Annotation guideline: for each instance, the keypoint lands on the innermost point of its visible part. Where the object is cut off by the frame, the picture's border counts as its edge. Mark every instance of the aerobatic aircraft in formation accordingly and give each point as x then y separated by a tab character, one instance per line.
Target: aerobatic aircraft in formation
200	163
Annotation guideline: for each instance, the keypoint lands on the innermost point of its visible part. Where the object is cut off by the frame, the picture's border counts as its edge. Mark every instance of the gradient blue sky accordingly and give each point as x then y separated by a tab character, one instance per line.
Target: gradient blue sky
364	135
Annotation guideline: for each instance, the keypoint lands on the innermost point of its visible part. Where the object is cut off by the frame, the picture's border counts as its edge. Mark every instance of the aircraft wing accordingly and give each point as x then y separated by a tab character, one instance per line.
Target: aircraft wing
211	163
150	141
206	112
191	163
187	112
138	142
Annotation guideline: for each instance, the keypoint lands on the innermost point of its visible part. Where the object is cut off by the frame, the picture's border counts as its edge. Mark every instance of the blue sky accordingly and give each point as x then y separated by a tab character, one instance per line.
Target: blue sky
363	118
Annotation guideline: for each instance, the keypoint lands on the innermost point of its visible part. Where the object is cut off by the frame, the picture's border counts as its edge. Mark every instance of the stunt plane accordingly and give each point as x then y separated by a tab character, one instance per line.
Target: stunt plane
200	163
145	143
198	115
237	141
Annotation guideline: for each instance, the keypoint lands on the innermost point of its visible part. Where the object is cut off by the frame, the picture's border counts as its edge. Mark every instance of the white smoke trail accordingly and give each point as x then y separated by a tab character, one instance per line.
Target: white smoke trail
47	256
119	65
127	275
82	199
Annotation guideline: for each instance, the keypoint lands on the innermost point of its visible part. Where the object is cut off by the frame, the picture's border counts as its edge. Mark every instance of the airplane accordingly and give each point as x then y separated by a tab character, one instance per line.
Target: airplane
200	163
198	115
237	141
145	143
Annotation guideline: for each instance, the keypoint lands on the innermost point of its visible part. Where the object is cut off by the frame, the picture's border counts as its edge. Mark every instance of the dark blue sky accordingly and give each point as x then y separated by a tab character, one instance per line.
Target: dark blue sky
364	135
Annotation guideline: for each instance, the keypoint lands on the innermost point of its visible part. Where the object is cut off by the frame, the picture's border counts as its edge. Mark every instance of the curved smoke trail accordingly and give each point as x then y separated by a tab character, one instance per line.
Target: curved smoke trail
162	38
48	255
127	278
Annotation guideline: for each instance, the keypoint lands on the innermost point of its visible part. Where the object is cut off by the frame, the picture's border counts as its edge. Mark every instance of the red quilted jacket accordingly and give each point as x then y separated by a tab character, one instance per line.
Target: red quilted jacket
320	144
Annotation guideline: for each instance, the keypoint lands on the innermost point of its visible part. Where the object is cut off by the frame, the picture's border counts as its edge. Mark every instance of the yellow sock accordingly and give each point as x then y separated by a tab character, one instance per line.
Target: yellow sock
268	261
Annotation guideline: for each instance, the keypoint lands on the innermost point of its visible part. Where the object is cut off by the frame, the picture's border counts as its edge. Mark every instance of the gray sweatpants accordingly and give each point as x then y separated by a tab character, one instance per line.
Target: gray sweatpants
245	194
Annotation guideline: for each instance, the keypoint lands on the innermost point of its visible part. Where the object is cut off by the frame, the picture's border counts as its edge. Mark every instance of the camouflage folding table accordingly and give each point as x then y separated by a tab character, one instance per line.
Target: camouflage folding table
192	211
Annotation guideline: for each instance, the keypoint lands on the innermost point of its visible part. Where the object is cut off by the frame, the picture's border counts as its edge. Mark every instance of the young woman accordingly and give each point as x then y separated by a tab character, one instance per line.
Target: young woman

◆ **What this task involves**
Every entry must be quoted exactly as it appears above.

◆ **Correct result**
Annotation guideline: for each instance, the keypoint lands on the innermost point of its visible part. Where the object is cut off by the frame, the picture's border counts as its edge. Mark every instance of the aerobatic aircraft in formation accordingly and give each point as x then y separated by a tab character, one instance per line.
Target: aerobatic aircraft in formation
200	163
Annotation guideline: for each instance, the keypoint lands on the innermost point of its visible part. Where the object is cut off by the frame, the picture's border counts as its edge. Mark every instance of the gradient blue sky accordingly and give each point as x then y separated by a tab character, one instance per line.
Target: gradient blue sky
364	135
Annotation guideline: for each instance, the keypoint lands on the innermost point of its visible part. Where the object is cut off by the frame, the picture's border counts as its edge. Mark every instance of the aircraft wing accordingly and give each point as x then y separated by a tab character, one instance per line.
Target: aircraft wing
211	163
150	141
206	112
191	163
187	112
138	142
Annotation guideline: for each instance, the keypoint lands on the innermost point of its visible part. Where the object is cut off by the frame, the picture's border counts as its edge. Mark every instance of the blue sky accordingly and give each point as x then y separated by a tab character, one instance per line.
Target: blue sky
363	118
Annotation guideline: for each instance, the keypoint lands on the innermost point of its visible part. Where the object is cut off by the frame, the picture's border counts as its edge. Mark every instance of the stunt plane accordingly and give each point as x then y separated by a tab character, one instance per line.
Target: stunt plane
200	163
145	143
198	115
237	141
Annotation guideline: for each instance, the keypoint lands on the innermost point of its visible part. Where the object is cut off by the frame, the picture's border counts as its edge. Mark every instance of the white smoke trail accordingly and give each point as x then y separated by a tab character, one instance per line.
Target: white smoke trail
47	256
119	65
127	275
82	199
Annotation guideline: for each instance, the keypoint lands on the innermost point of its visible part. Where the object is cut off by the frame, the picture's border counts as its edge. Mark every instance of the airplane accordingly and give each point as x then y separated by a tab character, one instance per line.
Target: airplane
200	163
198	115
237	141
145	143
Annotation guideline: for each instance, the keypoint lands on the innermost point of its visible part. Where the object is cut off by the frame, the picture's border counts as its edge. Mark every instance of the dark blue sky accordingly and give each point as x then y separated by a tab character, one instance per line.
Target: dark blue sky
364	135
Annotation guideline: for each instance, the keypoint lands on the innermost point of its visible part. Where the object is cut off by the frame, the picture's border counts as its edge. Mark every instance of the curved smoke trail accordingly and give each point as x then y separated by a tab character, one instance per line.
Target: curved smoke trail
162	38
48	255
127	278
Annotation guideline: for each instance, the keypoint lands on the innermost point of its visible part. Where the object is cut off by the frame, the picture's border counts as its edge. Mark every instance of the red quilted jacket accordingly and give each point as x then y separated by a tab character, one instance per line.
Target: red quilted jacket
320	144
Annotation guideline: for each instance, the keypoint lands on the innermost point of its visible part. Where the object is cut off by the frame, the picture's border counts as its edge. Mark every instance of the yellow sock accordingly and give each point as x then y separated by a tab character, one instance per line.
Target: yellow sock
268	261
Annotation guideline: for each instance, the keypoint lands on the innermost point of its visible part. Where the object is cut off by the frame, the picture's border counts as its edge. Mark every instance of the gray sweatpants accordingly and give each point as x then y separated by a tab character, one instance per line.
Target: gray sweatpants
245	194
Annotation guideline: for each instance, the keypoint lands on the innermost point of its visible part. Where the object is cut off by the frame, the picture's border counts as its edge. Mark every instance of the camouflage folding table accordingly and give each point as x then y separated by a tab character, one instance per line.
Target: camouflage folding table
192	211
Annotation guideline: for each instance, the keypoint lands on the innermost point of its visible part. Where the object is cut off by the frame, the picture's border counts as its edge. Mark every instance of the young woman accordingly and give each point as x then y separated by a tab character, one instance per line.
Target: young woman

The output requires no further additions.